Task prompt: Express the part of the listing that opens with the line containing "tag the burning" and runs through the end of the listing as a Markdown table with the columns No. and Line. Give one numbered row per line and leave out blank lines.

### Information provided

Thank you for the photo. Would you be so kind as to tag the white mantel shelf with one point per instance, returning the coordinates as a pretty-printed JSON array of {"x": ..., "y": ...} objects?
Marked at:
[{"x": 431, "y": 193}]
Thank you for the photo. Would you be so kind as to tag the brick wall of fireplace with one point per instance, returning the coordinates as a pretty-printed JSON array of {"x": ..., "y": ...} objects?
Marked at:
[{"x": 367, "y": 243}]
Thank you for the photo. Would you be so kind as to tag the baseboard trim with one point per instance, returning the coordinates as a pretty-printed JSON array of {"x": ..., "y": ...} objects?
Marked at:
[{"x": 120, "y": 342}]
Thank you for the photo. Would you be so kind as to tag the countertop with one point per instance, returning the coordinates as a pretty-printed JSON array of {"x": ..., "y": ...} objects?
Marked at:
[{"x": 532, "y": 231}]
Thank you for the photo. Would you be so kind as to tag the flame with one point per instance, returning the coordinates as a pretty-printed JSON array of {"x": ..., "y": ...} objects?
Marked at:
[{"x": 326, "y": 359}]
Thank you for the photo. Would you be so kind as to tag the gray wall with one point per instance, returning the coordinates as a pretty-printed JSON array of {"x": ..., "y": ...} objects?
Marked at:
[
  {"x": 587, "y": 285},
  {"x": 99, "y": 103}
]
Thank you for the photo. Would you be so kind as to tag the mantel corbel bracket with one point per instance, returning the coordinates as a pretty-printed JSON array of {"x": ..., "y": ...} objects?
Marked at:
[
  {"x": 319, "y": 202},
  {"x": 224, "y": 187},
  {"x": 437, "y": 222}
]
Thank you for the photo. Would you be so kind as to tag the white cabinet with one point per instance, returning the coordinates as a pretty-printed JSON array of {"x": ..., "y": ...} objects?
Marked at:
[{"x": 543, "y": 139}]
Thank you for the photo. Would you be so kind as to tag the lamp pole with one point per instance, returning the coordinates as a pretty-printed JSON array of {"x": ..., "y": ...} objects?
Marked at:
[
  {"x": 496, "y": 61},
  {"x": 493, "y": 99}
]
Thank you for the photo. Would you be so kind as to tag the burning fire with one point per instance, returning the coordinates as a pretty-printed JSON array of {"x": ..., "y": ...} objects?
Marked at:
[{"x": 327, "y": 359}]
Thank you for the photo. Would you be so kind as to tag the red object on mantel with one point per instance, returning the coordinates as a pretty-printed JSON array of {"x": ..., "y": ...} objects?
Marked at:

######

Expected output:
| No. | Line |
|---|---|
| 1 | Thank you for the photo. Would you be so kind as to tag the burning fire with one point per instance, returning the coordinates as a pretty-printed JSON array of {"x": ..., "y": ...} objects? |
| 2 | Marked at: |
| 3 | [{"x": 327, "y": 359}] |
| 4 | Thank you for the photo. Would you be so kind as to tag the red object on mantel with one point per instance, returning the coordinates as a pretty-printed JSON array of {"x": ..., "y": ...} objects? |
| 5 | Marked at: |